_Work item_. Output exactly the lines below, starting with the line that has "Examine the image above carefully. Where does the parked" and going on through the line that has "Examine the image above carefully. Where does the tree", both included, and no other lines.

_Collected data_.
◆ ◆ ◆

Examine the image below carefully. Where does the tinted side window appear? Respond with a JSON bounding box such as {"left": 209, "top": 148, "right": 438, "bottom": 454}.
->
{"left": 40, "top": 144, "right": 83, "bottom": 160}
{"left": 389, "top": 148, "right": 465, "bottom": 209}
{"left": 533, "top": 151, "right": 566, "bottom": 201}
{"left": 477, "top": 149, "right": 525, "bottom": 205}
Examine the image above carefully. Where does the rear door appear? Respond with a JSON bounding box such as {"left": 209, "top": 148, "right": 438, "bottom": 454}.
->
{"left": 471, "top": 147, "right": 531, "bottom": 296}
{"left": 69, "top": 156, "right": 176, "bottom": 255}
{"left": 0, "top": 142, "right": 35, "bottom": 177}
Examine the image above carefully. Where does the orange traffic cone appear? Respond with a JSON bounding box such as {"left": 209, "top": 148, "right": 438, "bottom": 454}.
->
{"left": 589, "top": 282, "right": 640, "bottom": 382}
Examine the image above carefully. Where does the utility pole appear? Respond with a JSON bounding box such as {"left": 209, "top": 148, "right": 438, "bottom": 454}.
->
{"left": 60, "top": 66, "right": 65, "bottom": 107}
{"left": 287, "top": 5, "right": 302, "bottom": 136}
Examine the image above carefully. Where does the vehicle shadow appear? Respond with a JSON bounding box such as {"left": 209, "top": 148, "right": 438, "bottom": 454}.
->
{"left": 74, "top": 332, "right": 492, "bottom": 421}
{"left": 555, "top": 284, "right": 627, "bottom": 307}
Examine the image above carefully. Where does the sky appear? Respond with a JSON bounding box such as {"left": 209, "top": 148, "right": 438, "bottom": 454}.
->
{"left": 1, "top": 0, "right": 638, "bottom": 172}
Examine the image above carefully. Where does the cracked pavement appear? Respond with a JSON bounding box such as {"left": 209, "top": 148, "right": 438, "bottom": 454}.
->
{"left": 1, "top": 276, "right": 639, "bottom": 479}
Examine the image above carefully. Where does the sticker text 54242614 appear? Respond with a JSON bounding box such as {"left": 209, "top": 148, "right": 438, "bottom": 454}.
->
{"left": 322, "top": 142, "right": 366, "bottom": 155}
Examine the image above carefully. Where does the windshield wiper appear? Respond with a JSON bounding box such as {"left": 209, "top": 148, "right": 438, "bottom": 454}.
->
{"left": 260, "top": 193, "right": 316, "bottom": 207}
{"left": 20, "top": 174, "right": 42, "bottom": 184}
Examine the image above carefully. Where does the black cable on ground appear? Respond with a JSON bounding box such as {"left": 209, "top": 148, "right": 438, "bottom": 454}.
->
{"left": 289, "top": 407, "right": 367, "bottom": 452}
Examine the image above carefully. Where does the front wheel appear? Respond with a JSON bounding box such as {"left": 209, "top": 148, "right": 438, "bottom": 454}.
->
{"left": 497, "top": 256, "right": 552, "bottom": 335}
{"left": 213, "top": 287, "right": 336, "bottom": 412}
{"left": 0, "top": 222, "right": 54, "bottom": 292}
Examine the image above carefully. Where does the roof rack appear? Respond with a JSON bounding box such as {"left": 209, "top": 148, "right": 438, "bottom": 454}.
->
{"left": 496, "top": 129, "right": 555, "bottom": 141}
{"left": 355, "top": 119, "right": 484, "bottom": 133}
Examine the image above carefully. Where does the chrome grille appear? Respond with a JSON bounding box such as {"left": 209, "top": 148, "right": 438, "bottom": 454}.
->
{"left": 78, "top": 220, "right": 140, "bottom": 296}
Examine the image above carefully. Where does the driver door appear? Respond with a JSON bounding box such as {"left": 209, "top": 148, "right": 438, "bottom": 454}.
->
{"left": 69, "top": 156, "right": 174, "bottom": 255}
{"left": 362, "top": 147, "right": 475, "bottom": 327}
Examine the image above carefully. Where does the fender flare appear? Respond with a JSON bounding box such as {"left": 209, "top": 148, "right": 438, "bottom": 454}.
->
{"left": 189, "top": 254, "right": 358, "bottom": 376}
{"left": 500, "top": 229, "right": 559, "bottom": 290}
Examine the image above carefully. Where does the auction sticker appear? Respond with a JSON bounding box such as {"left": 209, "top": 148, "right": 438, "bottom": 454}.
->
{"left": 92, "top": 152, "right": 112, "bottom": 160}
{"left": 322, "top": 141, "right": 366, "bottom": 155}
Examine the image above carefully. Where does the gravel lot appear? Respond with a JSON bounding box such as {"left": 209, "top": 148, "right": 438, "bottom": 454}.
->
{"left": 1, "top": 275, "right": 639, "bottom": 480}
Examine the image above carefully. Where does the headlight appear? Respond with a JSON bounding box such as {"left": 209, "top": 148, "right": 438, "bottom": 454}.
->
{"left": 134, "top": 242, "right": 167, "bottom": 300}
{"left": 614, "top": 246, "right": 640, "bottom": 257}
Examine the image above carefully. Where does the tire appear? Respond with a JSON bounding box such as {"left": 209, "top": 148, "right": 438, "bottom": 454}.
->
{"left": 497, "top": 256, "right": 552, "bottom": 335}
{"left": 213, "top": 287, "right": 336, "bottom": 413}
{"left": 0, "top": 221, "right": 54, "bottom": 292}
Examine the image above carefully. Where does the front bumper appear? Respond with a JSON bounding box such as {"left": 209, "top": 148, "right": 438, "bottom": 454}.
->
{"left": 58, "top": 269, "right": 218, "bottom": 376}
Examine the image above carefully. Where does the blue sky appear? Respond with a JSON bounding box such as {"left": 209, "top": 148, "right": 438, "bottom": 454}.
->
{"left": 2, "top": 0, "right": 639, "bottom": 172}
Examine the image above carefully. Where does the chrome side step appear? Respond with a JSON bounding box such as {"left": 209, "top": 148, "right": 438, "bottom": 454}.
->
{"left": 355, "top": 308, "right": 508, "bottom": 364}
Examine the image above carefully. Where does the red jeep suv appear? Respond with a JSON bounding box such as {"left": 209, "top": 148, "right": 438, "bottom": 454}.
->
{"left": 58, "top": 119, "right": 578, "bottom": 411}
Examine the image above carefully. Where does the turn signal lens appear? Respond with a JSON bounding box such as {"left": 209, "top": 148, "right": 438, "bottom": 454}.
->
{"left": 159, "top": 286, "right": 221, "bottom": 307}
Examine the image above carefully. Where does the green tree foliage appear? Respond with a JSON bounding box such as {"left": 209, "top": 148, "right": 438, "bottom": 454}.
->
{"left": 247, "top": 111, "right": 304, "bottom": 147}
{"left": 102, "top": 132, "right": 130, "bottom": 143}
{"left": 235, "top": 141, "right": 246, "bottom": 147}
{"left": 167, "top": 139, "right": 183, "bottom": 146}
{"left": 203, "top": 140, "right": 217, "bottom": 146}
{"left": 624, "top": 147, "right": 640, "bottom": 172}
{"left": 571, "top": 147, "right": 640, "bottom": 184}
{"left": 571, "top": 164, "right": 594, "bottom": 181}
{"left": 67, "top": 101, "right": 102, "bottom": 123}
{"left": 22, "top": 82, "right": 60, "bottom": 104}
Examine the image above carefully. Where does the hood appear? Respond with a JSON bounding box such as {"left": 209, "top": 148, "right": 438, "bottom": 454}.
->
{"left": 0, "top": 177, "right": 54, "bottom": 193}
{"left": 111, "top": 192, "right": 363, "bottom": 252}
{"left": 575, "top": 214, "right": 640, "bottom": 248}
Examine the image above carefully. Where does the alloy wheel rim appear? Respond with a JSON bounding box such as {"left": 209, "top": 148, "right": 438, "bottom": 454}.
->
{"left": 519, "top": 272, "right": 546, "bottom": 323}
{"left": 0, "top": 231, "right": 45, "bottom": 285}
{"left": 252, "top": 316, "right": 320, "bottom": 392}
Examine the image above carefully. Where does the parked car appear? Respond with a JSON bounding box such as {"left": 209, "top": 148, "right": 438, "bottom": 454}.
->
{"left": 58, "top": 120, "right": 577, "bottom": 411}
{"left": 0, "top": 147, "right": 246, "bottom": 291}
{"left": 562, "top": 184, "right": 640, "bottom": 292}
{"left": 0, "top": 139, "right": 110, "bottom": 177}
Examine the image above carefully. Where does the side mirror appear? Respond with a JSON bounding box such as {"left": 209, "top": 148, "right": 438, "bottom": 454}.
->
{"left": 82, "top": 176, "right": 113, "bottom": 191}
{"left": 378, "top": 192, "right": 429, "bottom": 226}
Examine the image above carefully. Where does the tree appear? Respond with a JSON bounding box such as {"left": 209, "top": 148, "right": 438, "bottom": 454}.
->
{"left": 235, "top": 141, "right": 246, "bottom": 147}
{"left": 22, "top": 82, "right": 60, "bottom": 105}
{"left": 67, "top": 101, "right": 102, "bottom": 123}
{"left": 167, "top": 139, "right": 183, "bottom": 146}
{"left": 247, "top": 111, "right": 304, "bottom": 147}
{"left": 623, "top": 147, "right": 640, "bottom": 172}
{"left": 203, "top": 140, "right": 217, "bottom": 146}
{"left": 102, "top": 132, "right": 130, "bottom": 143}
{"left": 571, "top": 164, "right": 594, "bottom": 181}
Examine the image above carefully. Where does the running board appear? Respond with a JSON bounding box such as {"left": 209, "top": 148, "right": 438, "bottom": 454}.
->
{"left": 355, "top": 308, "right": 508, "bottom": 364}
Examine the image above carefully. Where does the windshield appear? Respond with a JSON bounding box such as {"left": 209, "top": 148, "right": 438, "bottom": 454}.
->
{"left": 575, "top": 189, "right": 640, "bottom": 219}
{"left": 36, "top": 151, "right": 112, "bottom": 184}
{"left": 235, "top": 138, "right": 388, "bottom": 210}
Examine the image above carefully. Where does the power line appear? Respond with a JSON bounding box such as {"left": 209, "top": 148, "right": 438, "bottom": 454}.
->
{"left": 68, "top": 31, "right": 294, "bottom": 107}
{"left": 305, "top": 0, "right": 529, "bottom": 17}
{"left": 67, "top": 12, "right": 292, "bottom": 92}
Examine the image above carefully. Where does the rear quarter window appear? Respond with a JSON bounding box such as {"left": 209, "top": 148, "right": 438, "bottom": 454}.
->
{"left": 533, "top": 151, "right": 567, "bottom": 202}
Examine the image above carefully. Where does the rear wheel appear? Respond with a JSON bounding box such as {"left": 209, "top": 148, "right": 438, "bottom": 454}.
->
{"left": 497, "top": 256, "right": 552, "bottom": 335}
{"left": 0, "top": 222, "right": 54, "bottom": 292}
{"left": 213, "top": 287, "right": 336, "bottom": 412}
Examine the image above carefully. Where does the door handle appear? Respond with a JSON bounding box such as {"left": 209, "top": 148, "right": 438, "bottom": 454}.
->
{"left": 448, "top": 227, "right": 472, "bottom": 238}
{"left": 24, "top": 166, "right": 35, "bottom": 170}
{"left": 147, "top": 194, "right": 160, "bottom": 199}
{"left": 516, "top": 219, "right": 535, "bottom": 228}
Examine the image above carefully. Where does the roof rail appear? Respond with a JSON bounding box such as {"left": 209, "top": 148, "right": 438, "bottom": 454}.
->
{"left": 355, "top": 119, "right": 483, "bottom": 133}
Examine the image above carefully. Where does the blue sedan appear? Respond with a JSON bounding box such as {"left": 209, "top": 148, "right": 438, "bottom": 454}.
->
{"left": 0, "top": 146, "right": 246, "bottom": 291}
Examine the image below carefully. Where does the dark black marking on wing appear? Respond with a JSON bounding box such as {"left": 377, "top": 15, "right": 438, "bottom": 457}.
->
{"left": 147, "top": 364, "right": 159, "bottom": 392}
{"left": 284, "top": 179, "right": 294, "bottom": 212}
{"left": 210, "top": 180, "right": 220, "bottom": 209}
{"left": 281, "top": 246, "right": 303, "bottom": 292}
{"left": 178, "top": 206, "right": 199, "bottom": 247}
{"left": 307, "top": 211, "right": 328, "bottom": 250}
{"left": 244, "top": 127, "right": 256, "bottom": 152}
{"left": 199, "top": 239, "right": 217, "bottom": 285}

◆ ◆ ◆

_Task answer_.
Examine the image above carefully. Where does the parked car appear? Respond with a JSON bounding box such as {"left": 209, "top": 148, "right": 438, "bottom": 454}.
->
{"left": 58, "top": 120, "right": 577, "bottom": 411}
{"left": 0, "top": 147, "right": 246, "bottom": 291}
{"left": 562, "top": 184, "right": 640, "bottom": 292}
{"left": 0, "top": 139, "right": 110, "bottom": 177}
Examine the image above carefully. Where does the side mirror appear? Respond with a JSON bounding box such as {"left": 209, "top": 148, "right": 438, "bottom": 454}.
->
{"left": 82, "top": 176, "right": 113, "bottom": 191}
{"left": 378, "top": 192, "right": 429, "bottom": 226}
Examine the image above carefully. Where does the tree appear? Respond with a JSON bounding box such as {"left": 209, "top": 148, "right": 438, "bottom": 454}.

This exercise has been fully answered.